### Exercise directions
Your answer must be an exact copy of the lines from the one holding "Target: blue sky" through the last line of the entries below, with nothing added.

### Natural language region descriptions
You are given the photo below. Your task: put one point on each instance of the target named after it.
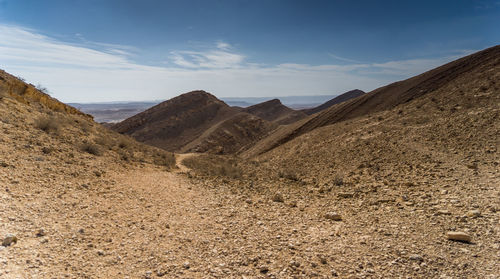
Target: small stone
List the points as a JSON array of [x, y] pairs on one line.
[[278, 197], [264, 269], [333, 216], [474, 213], [40, 233], [9, 239], [443, 212], [417, 258], [345, 195], [458, 236]]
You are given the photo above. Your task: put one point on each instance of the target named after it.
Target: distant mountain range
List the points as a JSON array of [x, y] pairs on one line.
[[113, 112], [198, 121]]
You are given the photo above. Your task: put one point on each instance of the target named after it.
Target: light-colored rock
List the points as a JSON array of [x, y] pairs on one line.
[[278, 197], [333, 216], [9, 240], [416, 258], [458, 236], [443, 212], [40, 233], [345, 195], [474, 213]]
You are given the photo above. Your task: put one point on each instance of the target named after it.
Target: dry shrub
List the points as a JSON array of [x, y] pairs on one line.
[[213, 165], [124, 143], [48, 124], [91, 148], [164, 159], [105, 141]]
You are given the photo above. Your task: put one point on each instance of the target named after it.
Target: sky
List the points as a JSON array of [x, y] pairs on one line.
[[134, 50]]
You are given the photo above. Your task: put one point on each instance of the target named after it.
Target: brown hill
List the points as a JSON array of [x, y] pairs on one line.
[[176, 122], [231, 135], [337, 100], [199, 122], [381, 99], [402, 178], [275, 111]]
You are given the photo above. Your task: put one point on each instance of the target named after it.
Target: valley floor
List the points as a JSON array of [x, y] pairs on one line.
[[145, 222]]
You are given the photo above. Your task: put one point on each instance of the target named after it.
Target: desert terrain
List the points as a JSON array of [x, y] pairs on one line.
[[401, 182]]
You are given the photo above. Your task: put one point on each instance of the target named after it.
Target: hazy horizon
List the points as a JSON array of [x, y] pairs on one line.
[[150, 50]]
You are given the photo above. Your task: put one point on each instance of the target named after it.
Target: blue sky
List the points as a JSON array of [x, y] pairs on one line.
[[98, 50]]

### Problem solution
Target: blue sky
List the points as a JSON array of [x, y] pairs on one line.
[[98, 50]]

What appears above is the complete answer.